# Consignes
1) Selon l'article sur le procès de Christine D., à quelle peine a-t-elle été condamnée en première instance ?
2) Reproduisez à l'identique le passage de l'article sur le procès de Christine D. qui va de « Un meurtre, un » jusqu'à « heures plus tard. ».

# Bloc de texte
□ □ □ □ □ □ □

A la barre

Un meurtre, un faux cambriolage et des aveux irrépressibles

Le procès en appel de Christine D. s’ouvre ce lundi devant la cour d’assises du Val-de-Marne. Accusée d’avoir tué son conjoint, la quinquagénaire a tenté de dissimuler le crime avant de se confier à un inconnu et à des proches quelques heures plus tard.
par Julie Brafman
publié le 14 avril 2019 à 19h16

Ce 22 septembre 2015, Christine D. a rangé les oreillers maculés de taches rouges et son peignoir rose dans un sac. Elle a fait le tour de la maison, s’emparant des bijoux, des téléphones, de la console de jeux. En avisant le portefeuille de son mari, elle s’est dit qu’il fallait le prendre aussi. Ensuite, elle a renversé les meubles, ouvert les tiroirs et répandu des objets sur le sol comme une tornade au ralenti. Peut-être, à ce moment, s’est-elle regardée en train de chahuter son univers si bien rangé, peut-être a-t-elle hésité en contemplant une babiole familière qu’elle expédiait sur le plancher ? Mais Christine D., en guerrière organisant son champ de bataille, n’a pas flanché. Elle a tout envoyé valser. Chaussée des baskets pointure 40 de son mari, elle a laissé des empreintes un peu partout avant de nettoyer les traces de sang sur le canapé. Enfin, pour parfaire son œuvre, elle a ouvert la baie vitrée en grand. Voilà, c’était un cambriolage.

A présent, il fallait jeter le butin, jeter l’arme du crime, jeter les habits tachés. Tout faire disparaître. Alors elle est partie avec son gros sac blanc sous le bras et a roulé jusqu’aux bords de la Seine, à Ris-Orangis (Essonne). Pourquoi a-t-elle soudain fait volte-face ? Pourquoi a-t-elle choisi ce type en train de déjeuner tranquillement dans sa camionnette garée près de l’eau ?

Christine D. s'est approchée de l'inconnu, lui a demandé d'une voix paniquée s'il pouvait garder un secret. Sans attendre la réponse, elle a déclaré : «Mon mari me tapait, c'était un salaud… Je l'ai tué et j'ai jeté son corps.» Son interlocuteur, effaré, a démarré en trombe. Direction le commissariat d'Evry. A l'accueil, il a décrit cette jolie femme de 1,70 m à la longue tignasse blonde bouclée, au visage bronzé «comme si elle sortait d'une séance d'UV» conduisant une Citroën blanche décapotable. Celle qui sera jugée en appel, à partir de ce lundi devant la cour d'assises du Val-de-Marne après avoir écopé de dix-huit ans de réclusion criminelle en première instance. Les jurés vont, à nouveau, se pencher sur un mystère : une cadre commerciale sans histoire qui comparaît pour «meurtre sur conjoint». «Une mère de trois enfants, une femme forte et indépendante qui a toujours tout pris sur elle», comme la décrivent ses deux avocates, Mes Léa Dordilly et Louise Dumont Saint Priest. Une accusée de 54 ans, qui a d'abord caché son crime avant de l'avouer frénétiquement.

□ □ □ □ □ □ □

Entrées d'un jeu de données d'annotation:

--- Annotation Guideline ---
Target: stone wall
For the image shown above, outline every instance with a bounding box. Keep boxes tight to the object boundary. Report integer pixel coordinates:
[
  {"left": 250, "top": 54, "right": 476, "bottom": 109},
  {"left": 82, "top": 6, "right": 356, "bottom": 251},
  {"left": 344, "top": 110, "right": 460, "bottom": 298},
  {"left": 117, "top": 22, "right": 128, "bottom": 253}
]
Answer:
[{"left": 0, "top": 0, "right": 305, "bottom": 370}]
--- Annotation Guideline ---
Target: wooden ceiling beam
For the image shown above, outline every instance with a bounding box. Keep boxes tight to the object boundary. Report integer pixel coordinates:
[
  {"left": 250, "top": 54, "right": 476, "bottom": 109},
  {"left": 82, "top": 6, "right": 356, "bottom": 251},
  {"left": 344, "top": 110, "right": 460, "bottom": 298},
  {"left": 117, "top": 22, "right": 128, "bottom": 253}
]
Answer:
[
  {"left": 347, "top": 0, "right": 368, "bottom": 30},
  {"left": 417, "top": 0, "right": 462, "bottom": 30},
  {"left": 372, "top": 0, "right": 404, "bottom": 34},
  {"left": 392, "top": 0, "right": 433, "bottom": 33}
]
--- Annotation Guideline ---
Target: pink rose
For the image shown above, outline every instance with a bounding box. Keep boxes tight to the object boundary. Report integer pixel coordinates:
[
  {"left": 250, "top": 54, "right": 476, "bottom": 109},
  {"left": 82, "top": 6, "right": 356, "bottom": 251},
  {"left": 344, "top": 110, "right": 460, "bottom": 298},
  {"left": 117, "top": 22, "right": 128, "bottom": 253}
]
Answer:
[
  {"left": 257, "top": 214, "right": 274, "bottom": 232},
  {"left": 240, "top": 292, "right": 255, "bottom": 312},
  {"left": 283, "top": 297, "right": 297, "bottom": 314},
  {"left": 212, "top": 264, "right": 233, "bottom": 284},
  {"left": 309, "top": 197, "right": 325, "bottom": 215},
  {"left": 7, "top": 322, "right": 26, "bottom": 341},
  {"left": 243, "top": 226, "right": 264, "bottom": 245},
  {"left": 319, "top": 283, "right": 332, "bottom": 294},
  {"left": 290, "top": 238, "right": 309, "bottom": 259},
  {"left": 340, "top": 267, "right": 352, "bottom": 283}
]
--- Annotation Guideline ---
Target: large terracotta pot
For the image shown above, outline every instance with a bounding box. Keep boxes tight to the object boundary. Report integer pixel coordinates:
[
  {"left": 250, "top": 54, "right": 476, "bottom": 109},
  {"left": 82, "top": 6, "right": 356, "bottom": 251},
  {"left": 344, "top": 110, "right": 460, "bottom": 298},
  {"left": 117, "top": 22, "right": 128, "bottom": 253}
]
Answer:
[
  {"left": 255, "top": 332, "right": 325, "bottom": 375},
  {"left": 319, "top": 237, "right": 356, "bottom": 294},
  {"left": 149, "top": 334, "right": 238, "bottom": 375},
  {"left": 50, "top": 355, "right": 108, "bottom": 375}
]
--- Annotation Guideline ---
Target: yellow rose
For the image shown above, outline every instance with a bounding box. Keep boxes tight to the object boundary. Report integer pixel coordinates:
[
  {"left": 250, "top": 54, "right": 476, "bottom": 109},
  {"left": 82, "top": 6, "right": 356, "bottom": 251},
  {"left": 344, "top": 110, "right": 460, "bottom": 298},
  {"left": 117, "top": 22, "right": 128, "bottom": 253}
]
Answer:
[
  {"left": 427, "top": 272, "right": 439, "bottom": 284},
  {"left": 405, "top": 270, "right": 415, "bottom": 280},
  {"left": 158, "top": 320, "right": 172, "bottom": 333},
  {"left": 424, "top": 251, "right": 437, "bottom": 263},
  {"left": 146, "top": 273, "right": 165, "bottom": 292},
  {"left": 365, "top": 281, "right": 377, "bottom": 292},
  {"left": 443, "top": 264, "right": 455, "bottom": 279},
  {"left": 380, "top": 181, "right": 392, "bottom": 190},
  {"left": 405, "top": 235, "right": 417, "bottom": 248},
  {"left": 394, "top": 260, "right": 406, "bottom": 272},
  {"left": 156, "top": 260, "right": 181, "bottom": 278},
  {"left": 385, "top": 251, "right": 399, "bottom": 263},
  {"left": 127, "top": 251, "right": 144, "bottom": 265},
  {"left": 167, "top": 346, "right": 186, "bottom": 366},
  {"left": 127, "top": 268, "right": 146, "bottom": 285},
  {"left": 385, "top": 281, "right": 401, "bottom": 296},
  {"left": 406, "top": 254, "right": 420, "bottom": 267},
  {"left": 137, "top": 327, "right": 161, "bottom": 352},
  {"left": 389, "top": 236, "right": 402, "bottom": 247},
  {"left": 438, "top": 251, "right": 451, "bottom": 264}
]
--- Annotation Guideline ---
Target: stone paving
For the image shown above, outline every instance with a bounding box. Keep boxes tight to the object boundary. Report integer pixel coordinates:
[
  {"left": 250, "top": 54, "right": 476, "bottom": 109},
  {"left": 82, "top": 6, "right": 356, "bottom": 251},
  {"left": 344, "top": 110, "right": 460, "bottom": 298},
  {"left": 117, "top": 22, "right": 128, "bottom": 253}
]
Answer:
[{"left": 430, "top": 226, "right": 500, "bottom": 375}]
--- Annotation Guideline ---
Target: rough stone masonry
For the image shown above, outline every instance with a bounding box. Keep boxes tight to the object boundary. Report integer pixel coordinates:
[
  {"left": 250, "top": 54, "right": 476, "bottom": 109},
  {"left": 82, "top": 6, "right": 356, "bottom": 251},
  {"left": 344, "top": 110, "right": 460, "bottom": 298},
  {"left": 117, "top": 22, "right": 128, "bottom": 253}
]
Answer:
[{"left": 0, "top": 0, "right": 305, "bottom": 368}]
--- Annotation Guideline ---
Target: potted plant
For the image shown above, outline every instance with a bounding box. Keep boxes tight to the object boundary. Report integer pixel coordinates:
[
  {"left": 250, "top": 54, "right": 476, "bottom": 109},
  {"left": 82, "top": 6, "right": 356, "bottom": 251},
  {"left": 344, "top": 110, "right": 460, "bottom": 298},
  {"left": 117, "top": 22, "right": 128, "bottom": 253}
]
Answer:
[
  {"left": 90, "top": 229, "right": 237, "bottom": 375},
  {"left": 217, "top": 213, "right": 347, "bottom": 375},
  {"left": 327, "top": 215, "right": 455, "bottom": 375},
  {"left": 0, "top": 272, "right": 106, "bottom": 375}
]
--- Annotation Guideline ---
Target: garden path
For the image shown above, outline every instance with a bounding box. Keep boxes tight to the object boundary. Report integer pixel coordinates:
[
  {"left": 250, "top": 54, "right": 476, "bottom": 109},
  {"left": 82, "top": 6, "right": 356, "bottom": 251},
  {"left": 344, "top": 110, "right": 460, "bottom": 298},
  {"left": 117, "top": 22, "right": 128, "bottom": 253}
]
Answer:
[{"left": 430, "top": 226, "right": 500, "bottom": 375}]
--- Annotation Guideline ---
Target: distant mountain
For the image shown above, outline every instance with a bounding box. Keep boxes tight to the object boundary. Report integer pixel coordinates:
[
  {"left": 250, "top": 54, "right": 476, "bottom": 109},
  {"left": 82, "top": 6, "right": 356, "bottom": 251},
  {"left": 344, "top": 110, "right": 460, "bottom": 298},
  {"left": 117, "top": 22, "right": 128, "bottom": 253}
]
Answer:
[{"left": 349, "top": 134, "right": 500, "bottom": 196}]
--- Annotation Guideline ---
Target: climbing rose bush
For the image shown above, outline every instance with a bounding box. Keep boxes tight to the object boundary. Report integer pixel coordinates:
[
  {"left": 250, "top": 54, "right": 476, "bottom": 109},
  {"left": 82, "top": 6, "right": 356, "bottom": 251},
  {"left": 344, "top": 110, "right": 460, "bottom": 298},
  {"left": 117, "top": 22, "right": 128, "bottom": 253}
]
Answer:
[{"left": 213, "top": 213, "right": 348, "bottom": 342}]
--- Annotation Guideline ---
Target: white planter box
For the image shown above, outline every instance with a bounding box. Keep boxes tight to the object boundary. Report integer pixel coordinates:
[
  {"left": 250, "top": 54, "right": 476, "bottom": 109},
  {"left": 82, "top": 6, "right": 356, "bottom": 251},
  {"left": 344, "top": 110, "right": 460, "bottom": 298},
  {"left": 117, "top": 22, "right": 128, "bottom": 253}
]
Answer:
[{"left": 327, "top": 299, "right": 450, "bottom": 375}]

□ □ □ □ □ □ □

# Réponses
1) Dix-huit ans de réclusion criminelle.

2)
Un meurtre, un faux cambriolage et des aveux irrépressibles

Le procès en appel de Christine D. s’ouvre ce lundi devant la cour d’assises du Val-de-Marne. Accusée d’avoir tué son conjoint, la quinquagénaire a tenté de dissimuler le crime avant de se confier à un inconnu et à des proches quelques heures plus tard.